Date: 20/05/2021

Vaccination - FAQ

Is immunisation the light at the end of the tunnel? Online discussion focuses on up-to-date information about the medical and social aspects of deciding to get vaccinated

Since the start of the Covid-19 outbreak, AmCham has organised a series of online events to highlight the medical aspects of the pandemic. A mini survey conducted by AmCham in April revealed that two-thirds of its member companies believed it was the responsibility of employers to give their staff information about preventive measures and vaccination.

The panellists were Primarius Dr Biljana Carević MD, Epidemiologist at the National Clinical Centre, and Dr Iris Žeželj, Associate Professor in the Faculty of Philosophy, University of Belgrade, Department of Psychology, Chair of Social Psychology.

Dr Carević briefly explained the evolution of the pandemic, highlighted the key features of the virus and some of its major strains and mutations, contagiousness, case numbers in recent months, and Covid management measures. She noted that the vaccines currently available in Serbia – Sinopharm, Sputnik V, AstraZeneca, Pfizer BioNTech, and Moderna – had all been approved by both the World Health Organisation and the Serbian Medicines and Medical Devices Agency, adding that more than 270 vaccine candidates were also in development, of which 91 were undergoing clinical trials, with 27 at the third stage, meaning that their approval could be expected shortly. Dr Carević also explained why each vaccine, the same as any other medication, went through extensive testing to ensure its safety.

Vaccination is expected to build robust immunity that provides efficient protection from illness. Dr Carević said that a vaccine’s most valuable characteristic was its immunogenicity, its ability to promote long-term and humoral immune response, which protects the recipient from developing ‘clinical symptoms’, or a serious form of the disease. ‘All vaccines approved by the World Health Organisation are substantially immunogenic’, said Dr Carević, whilst the most common adverse reactions were soreness at injection site, chills, headache, muscle aches and pains, joint pain, and fever.

How to complete this task:
Copy the vaccination FAQ text above in full, word for word, with every line and punctuation mark unchanged.

Source data:
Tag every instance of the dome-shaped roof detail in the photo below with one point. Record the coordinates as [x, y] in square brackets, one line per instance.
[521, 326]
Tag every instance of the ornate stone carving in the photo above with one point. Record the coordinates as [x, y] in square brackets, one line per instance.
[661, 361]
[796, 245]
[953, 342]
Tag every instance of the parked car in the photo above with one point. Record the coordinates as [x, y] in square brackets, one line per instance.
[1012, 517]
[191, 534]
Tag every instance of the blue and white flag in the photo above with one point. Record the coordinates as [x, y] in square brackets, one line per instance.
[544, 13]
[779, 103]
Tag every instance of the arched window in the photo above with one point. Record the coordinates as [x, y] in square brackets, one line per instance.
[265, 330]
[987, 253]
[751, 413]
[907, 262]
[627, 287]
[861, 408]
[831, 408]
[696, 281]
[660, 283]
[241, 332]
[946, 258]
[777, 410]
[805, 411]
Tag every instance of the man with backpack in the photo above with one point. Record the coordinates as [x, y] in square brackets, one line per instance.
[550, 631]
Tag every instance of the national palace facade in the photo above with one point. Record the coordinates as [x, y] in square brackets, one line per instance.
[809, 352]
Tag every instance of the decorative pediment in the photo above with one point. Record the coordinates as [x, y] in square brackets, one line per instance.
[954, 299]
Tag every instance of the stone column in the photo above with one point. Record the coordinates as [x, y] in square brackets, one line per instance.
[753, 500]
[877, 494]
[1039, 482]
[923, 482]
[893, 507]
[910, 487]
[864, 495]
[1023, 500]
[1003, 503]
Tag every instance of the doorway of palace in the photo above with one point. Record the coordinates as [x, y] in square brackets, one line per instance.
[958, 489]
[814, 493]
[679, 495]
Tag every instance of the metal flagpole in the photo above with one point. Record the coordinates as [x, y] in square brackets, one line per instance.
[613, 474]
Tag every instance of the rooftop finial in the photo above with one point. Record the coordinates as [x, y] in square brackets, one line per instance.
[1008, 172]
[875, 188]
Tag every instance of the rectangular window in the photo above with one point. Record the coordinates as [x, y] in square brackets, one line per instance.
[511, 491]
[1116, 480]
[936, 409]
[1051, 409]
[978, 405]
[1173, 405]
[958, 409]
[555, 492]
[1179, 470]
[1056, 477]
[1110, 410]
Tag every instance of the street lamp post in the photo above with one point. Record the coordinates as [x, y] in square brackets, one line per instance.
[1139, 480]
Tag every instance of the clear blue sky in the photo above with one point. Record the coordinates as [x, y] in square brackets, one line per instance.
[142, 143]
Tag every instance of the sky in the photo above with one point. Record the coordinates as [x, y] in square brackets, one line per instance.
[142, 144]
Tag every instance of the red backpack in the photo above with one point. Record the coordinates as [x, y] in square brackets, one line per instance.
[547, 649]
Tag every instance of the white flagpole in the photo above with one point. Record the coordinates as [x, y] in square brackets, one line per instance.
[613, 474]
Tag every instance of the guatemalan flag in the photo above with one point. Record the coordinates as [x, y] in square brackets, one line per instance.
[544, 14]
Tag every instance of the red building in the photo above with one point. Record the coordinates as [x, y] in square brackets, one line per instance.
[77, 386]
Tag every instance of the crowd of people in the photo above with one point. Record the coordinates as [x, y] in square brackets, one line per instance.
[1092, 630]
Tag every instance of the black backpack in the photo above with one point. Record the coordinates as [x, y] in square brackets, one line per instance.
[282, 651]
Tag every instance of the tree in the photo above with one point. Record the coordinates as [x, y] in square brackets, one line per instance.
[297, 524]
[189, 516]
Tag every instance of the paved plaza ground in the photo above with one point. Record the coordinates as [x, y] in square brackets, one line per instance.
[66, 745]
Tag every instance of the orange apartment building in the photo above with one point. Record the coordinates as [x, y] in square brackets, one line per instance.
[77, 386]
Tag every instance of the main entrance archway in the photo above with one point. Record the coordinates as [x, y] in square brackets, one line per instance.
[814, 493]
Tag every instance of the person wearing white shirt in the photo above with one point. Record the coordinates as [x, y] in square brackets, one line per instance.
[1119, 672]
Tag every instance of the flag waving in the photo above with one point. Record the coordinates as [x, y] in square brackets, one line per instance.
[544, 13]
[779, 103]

Solution below:
Date: 20/05/2021

Vaccination - FAQ

Is immunisation the light at the end of the tunnel? Online discussion focuses on up-to-date information about the medical and social aspects of deciding to get vaccinated

Since the start of the Covid-19 outbreak, AmCham has organised a series of online events to highlight the medical aspects of the pandemic. A mini survey conducted by AmCham in April revealed that two-thirds of its member companies believed it was the responsibility of employers to give their staff information about preventive measures and vaccination.

The panellists were Primarius Dr Biljana Carević MD, Epidemiologist at the National Clinical Centre, and Dr Iris Žeželj, Associate Professor in the Faculty of Philosophy, University of Belgrade, Department of Psychology, Chair of Social Psychology.

Dr Carević briefly explained the evolution of the pandemic, highlighted the key features of the virus and some of its major strains and mutations, contagiousness, case numbers in recent months, and Covid management measures. She noted that the vaccines currently available in Serbia – Sinopharm, Sputnik V, AstraZeneca, Pfizer BioNTech, and Moderna – had all been approved by both the World Health Organisation and the Serbian Medicines and Medical Devices Agency, adding that more than 270 vaccine candidates were also in development, of which 91 were undergoing clinical trials, with 27 at the third stage, meaning that their approval could be expected shortly. Dr Carević also explained why each vaccine, the same as any other medication, went through extensive testing to ensure its safety.

Vaccination is expected to build robust immunity that provides efficient protection from illness. Dr Carević said that a vaccine’s most valuable characteristic was its immunogenicity, its ability to promote long-term and humoral immune response, which protects the recipient from developing ‘clinical symptoms’, or a serious form of the disease. ‘All vaccines approved by the World Health Organisation are substantially immunogenic’, said Dr Carević, whilst the most common adverse reactions were soreness at injection site, chills, headache, muscle aches and pains, joint pain, and fever.